* **PROBLEM**
Which lines in the listing below contain the string "glow"? Return each such line in full, treating uppercase and lowercase letters as different.

* **THE RECORDS**
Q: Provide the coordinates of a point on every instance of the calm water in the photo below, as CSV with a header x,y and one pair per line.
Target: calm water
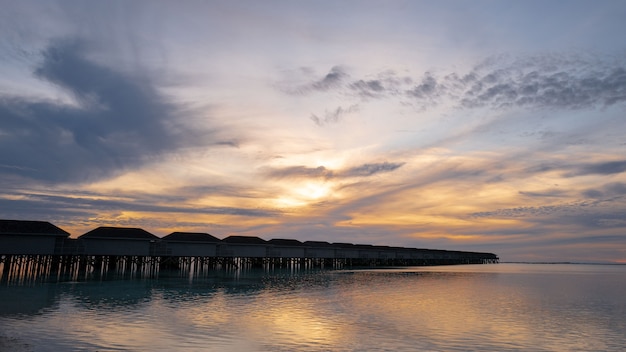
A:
x,y
496,307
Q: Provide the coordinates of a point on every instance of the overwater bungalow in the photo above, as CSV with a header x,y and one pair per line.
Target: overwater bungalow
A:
x,y
243,246
118,241
23,237
190,244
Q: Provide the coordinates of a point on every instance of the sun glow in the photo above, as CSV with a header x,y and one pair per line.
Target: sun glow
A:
x,y
313,191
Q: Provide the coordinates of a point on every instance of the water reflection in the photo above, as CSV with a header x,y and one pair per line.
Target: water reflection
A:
x,y
408,309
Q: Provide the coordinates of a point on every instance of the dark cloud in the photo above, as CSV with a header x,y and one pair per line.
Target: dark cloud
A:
x,y
499,82
333,116
371,169
46,206
120,121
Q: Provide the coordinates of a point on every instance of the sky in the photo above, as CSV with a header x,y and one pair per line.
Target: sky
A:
x,y
490,126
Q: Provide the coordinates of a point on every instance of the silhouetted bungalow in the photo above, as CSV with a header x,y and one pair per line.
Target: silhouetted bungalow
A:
x,y
243,246
118,241
386,252
367,251
286,248
345,250
319,249
190,244
30,237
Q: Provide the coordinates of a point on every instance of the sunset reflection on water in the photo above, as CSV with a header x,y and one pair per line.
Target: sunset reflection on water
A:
x,y
490,307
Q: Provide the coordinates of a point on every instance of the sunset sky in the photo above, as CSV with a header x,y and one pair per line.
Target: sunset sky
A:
x,y
493,126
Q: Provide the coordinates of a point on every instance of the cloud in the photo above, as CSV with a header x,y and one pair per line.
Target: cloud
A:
x,y
371,169
333,116
364,170
605,168
333,80
610,190
549,81
118,121
45,206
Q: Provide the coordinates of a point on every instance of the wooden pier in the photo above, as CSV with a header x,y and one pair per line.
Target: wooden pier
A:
x,y
37,250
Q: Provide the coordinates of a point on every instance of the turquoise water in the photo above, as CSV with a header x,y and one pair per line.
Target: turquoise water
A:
x,y
494,307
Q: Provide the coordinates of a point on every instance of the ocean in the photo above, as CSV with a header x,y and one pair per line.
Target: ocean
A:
x,y
489,307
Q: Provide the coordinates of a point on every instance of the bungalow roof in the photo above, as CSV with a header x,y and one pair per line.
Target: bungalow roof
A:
x,y
244,240
190,237
119,233
285,242
317,244
28,227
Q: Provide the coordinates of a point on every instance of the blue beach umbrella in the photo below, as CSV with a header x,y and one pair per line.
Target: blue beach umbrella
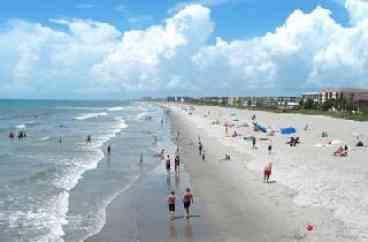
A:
x,y
261,128
288,131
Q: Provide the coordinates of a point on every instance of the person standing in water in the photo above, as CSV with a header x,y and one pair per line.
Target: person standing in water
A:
x,y
89,139
168,163
177,164
141,158
253,142
187,201
270,147
200,147
171,200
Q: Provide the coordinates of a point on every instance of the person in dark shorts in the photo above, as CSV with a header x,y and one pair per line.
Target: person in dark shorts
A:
x,y
177,163
269,148
171,199
187,201
168,163
200,147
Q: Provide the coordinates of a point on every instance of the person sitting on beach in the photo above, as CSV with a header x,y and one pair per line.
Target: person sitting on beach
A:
x,y
267,172
171,200
187,201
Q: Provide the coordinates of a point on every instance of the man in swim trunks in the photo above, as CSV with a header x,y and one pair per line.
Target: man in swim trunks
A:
x,y
177,163
187,201
171,199
267,172
200,147
168,163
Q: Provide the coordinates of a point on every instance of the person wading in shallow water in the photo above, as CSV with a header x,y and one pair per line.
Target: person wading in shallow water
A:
x,y
177,163
168,163
187,201
200,147
171,200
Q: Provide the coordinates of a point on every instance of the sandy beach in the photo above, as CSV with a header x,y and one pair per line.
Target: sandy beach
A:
x,y
309,185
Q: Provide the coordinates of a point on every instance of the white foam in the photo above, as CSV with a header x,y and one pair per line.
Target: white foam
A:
x,y
21,126
45,138
114,109
91,115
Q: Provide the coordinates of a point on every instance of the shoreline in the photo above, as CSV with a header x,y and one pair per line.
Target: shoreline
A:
x,y
234,203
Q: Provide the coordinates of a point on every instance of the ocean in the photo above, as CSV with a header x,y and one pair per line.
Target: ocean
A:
x,y
59,191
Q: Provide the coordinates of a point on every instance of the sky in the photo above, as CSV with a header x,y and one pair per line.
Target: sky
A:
x,y
121,49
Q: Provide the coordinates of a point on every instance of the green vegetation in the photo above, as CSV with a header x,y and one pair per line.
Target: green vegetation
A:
x,y
340,108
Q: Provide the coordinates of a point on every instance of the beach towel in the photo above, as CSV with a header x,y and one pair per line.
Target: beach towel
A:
x,y
287,131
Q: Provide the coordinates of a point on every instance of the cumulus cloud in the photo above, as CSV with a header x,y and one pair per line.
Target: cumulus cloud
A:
x,y
84,57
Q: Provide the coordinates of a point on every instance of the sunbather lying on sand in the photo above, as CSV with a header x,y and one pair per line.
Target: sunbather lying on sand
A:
x,y
341,152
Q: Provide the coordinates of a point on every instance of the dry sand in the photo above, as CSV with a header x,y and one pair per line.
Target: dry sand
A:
x,y
312,186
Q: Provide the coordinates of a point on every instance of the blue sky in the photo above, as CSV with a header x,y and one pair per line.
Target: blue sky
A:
x,y
234,19
116,48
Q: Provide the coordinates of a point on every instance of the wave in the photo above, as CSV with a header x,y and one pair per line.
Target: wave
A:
x,y
114,109
20,126
90,115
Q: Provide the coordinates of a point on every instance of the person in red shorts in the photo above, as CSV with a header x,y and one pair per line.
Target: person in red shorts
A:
x,y
187,201
267,172
171,200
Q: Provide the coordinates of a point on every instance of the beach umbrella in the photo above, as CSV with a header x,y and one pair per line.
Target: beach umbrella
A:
x,y
261,128
288,131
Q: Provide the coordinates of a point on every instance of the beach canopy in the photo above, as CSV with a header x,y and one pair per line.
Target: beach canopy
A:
x,y
261,128
287,131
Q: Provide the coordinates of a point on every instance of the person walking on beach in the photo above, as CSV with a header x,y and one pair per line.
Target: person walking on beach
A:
x,y
200,147
270,147
187,201
267,172
171,200
141,158
177,163
168,163
203,155
89,139
253,142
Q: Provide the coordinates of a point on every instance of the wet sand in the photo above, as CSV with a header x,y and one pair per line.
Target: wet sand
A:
x,y
232,201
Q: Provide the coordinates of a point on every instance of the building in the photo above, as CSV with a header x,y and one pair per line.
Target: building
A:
x,y
354,95
314,96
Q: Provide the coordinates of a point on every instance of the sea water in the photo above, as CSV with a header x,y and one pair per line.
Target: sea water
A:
x,y
58,191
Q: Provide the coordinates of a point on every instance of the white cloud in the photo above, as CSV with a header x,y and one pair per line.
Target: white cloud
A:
x,y
358,10
85,6
94,58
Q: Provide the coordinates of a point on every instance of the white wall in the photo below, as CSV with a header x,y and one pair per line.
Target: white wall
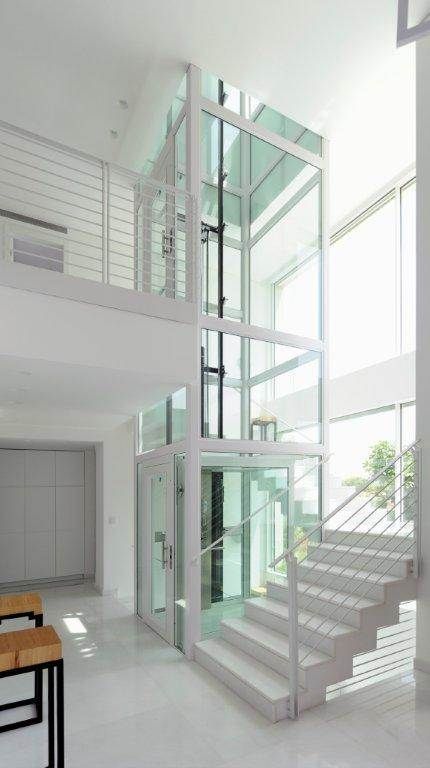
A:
x,y
114,480
373,139
423,338
78,333
118,512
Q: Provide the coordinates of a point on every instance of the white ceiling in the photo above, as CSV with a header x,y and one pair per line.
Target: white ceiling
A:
x,y
66,63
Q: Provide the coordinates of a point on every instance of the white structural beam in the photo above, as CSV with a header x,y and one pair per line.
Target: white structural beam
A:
x,y
405,33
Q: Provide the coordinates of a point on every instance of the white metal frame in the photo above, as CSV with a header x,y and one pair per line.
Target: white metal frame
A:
x,y
405,33
148,472
196,444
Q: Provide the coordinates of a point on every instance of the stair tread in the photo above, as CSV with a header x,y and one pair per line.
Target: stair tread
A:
x,y
274,641
327,593
313,621
357,550
341,570
272,686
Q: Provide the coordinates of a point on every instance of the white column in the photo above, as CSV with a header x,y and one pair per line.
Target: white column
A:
x,y
192,467
423,340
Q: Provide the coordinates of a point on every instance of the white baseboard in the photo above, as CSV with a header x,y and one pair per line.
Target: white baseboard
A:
x,y
422,665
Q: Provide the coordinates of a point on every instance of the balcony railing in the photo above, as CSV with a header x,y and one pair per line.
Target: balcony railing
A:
x,y
73,214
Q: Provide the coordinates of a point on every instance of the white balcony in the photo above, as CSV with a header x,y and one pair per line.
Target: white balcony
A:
x,y
76,227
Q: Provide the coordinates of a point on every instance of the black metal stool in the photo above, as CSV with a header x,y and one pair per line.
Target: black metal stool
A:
x,y
26,605
33,650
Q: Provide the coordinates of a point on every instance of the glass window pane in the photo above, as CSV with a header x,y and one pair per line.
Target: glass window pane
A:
x,y
289,129
269,391
285,268
232,217
363,293
233,486
408,245
408,424
232,260
209,146
278,189
153,427
179,415
181,155
353,442
232,155
263,157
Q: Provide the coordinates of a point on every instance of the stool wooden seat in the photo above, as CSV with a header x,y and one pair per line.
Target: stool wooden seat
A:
x,y
28,647
25,604
33,650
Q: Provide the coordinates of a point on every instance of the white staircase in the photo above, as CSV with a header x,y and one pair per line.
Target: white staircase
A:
x,y
346,587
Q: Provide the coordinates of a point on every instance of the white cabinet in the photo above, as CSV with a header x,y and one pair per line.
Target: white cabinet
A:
x,y
40,468
40,532
69,530
43,514
12,510
12,557
12,468
69,468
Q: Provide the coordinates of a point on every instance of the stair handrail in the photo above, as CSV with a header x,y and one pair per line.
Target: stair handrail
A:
x,y
318,527
231,531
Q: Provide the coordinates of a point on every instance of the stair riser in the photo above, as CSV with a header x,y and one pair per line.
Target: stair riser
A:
x,y
260,653
313,678
317,605
273,711
398,544
326,644
365,562
356,586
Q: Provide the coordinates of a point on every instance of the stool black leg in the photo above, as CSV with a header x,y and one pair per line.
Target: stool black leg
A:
x,y
51,720
38,678
60,714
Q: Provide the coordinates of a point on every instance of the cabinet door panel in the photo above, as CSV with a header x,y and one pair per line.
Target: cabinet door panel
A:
x,y
12,510
40,468
11,467
69,468
40,548
39,509
69,511
69,553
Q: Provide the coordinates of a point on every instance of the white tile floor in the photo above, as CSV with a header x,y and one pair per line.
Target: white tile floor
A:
x,y
134,702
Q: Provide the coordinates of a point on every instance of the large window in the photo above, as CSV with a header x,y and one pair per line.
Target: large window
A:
x,y
408,266
261,214
372,285
163,423
363,444
277,499
259,390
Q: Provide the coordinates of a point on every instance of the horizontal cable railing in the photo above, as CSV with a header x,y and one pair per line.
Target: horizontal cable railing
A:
x,y
392,534
73,214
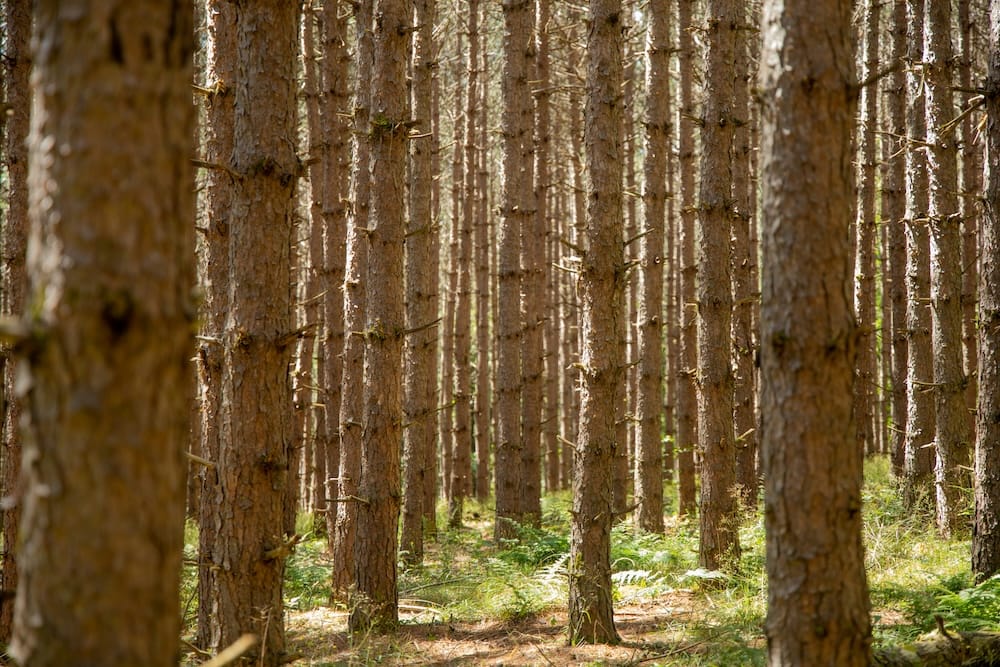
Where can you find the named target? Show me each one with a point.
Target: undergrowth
(913, 575)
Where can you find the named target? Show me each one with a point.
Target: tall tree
(649, 454)
(420, 390)
(354, 314)
(719, 523)
(216, 193)
(256, 438)
(817, 592)
(918, 456)
(986, 525)
(15, 77)
(516, 208)
(893, 215)
(953, 435)
(376, 601)
(602, 286)
(687, 395)
(111, 265)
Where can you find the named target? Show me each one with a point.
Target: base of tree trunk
(981, 649)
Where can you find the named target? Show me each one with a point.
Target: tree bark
(375, 606)
(111, 252)
(649, 458)
(602, 285)
(719, 522)
(986, 519)
(953, 434)
(16, 72)
(817, 592)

* **RESPONSE**
Q: Provide the coordinates of a point on every instance of the sun glow in the photo above, as CSV with a header x,y and one pair per line.
Target: sun glow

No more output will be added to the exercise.